Passage —
'''

[PATCH] mm: tracking shared dirty pages
Tracking of dirty pages in shared writeable mmap()s.
The idea is simple: write protect clean shared writeable pages, catch the
write-fault, make writeable and set dirty. On page write-back clean all the
PTE dirty bits and write protect them once again.
The implementation is a tad harder, mainly because the default
backing_dev_info capabilities were too loosely maintained. Hence it is not
enough to test the backing_dev_info for cap_account_dirty.
The current heuristic is as follows, a VMA is eligible when:
- its shared writeable
(vm_flags & (VM_WRITE|VM_SHARED)) == (VM_WRITE|VM_SHARED)

'''

Tasks for this exercise —
[A] Answer these questions about the patch description on tracking shared dirty pages:
(i) What is done to clean shared writeable pages?
(ii) What is cleaned on page write-back?
(iii) What makes the implementation harder?
[B] In the patch description on tracking shared dirty pages, write out the part starting with "The idea is" and going on through "backing_dev_info for cap_account_dirty.".
[C] Extend the patch description on tracking shared dirty pages from the point where it stops.

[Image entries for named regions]

'''

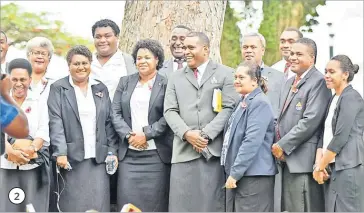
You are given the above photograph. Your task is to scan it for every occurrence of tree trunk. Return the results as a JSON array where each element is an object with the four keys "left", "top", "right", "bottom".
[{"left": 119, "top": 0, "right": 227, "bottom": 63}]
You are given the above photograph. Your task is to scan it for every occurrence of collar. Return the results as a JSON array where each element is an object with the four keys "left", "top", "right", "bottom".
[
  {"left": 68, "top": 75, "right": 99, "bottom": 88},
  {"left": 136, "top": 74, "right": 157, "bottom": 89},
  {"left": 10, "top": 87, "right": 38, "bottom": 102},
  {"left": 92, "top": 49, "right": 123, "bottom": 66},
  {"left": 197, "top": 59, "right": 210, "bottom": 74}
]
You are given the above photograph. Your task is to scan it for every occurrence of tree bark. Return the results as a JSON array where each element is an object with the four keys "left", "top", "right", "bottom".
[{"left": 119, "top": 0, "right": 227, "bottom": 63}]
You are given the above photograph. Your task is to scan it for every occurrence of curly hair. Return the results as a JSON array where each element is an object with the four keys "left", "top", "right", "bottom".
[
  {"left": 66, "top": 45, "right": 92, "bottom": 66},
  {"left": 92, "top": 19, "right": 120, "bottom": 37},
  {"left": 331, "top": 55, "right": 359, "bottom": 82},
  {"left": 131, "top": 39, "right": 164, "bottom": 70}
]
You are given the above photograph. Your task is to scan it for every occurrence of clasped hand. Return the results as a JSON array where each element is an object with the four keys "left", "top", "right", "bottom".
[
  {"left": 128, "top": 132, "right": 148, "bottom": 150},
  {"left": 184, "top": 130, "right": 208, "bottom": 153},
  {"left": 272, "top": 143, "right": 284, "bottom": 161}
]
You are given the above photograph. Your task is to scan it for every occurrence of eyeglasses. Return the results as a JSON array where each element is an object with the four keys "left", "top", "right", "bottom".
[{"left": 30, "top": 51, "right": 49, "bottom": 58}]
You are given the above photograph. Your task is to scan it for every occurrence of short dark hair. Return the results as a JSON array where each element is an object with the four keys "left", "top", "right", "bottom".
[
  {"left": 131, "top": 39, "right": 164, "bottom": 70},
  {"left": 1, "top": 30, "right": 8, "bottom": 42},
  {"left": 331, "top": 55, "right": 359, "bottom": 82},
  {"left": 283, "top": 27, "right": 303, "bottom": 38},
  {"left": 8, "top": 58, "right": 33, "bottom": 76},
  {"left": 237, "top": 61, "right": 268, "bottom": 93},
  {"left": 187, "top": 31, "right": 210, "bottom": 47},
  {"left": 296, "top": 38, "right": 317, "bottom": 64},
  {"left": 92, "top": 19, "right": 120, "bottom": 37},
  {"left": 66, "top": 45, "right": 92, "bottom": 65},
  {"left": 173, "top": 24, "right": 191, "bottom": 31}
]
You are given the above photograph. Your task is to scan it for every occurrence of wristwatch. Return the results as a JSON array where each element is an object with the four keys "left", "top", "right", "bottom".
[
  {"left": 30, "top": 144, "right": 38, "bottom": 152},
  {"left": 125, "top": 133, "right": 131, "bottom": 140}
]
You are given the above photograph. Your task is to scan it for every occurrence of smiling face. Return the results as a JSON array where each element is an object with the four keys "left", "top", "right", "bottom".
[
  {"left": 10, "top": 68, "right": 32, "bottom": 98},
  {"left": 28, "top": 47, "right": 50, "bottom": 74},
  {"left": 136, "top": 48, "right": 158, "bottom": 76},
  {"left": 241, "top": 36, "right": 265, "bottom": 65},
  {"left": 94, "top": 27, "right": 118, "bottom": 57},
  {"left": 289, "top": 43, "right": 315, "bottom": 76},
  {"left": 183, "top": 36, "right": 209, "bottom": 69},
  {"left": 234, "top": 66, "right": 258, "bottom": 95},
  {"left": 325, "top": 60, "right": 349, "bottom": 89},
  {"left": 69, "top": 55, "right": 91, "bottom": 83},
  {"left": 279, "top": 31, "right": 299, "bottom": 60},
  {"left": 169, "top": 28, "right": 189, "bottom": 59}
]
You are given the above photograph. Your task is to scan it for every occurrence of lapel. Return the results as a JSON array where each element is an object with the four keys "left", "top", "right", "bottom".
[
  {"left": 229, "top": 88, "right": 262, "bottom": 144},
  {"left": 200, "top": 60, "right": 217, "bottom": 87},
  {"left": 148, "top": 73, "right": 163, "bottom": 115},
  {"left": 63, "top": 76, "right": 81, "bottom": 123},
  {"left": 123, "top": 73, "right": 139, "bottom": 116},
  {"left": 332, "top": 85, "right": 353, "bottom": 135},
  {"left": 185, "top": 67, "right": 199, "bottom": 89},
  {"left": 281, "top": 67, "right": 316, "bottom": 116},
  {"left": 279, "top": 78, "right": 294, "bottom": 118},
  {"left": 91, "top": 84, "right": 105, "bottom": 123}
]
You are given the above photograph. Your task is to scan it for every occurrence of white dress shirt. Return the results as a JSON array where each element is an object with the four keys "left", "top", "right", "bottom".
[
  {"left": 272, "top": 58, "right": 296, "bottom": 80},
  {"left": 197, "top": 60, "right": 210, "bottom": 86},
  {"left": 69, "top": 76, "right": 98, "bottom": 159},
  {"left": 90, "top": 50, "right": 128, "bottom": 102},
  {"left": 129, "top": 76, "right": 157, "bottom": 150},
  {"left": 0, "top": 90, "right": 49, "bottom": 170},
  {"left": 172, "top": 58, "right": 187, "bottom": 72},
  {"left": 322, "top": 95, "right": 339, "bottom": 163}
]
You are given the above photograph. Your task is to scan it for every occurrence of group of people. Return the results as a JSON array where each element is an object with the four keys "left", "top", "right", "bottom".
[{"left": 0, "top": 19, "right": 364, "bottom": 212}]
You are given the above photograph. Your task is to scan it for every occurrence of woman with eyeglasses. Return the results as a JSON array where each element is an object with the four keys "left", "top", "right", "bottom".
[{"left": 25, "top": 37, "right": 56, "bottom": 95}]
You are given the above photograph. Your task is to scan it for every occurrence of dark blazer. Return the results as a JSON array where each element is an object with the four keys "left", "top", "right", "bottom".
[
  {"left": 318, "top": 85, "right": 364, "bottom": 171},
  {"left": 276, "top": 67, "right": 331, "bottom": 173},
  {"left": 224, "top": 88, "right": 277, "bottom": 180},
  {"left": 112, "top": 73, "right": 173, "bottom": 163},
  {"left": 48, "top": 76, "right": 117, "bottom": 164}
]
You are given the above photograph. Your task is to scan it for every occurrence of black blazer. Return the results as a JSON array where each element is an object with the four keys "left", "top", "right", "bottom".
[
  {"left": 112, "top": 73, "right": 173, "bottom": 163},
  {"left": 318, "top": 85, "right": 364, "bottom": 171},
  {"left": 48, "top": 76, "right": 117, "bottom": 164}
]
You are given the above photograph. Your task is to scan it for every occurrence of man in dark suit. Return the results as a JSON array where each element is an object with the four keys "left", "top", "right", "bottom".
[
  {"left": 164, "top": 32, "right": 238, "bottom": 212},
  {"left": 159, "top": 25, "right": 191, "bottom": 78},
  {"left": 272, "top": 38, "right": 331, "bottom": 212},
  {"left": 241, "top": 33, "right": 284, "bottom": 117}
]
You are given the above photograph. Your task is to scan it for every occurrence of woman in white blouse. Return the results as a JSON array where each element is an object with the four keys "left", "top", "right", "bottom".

'''

Responses in order —
[A]
(i) They are write protected.
(ii) All the PTE dirty bits are cleaned, and the pages are write protected again.
(iii) The default backing_dev_info capabilities were too loosely maintained.

[B]
The idea is simple: write protect clean shared writeable pages, catch the
write-fault, make writeable and set dirty. On page write-back clean all the
PTE dirty bits and write protect them once again.
The implementation is a tad harder, mainly because the default
backing_dev_info capabilities were too loosely maintained. Hence it is not
enough to test the backing_dev_info for cap_account_dirty.

[C]
- it is not a 'special' mapping
(vm_flags & (VM_PFNMAP|VM_INSERTPAGE)) == 0
- the backing_dev_info is cap_account_dirty
mapping_cap_account_dirty(vma->vm_file->f_mapping)
- f_op->mmap() didn't change the default page protection
Page from remap_pfn_range() are explicitly excluded because their COW
semantics are already horrid enough (see vm_normal_page() in do_wp_page()) and
because they don't have a backing store anyway.
mprotect() is taught about the new behaviour as well. However it overrides
the last condition.
Cleaning the pages on write-back is done with page_mkclean() a new rmap call.
It can be called on any page, but is currently only implemented for mapped
pages, if the page is found the be of a VMA that accounts dirty pages it will
also wrprotect the PTE.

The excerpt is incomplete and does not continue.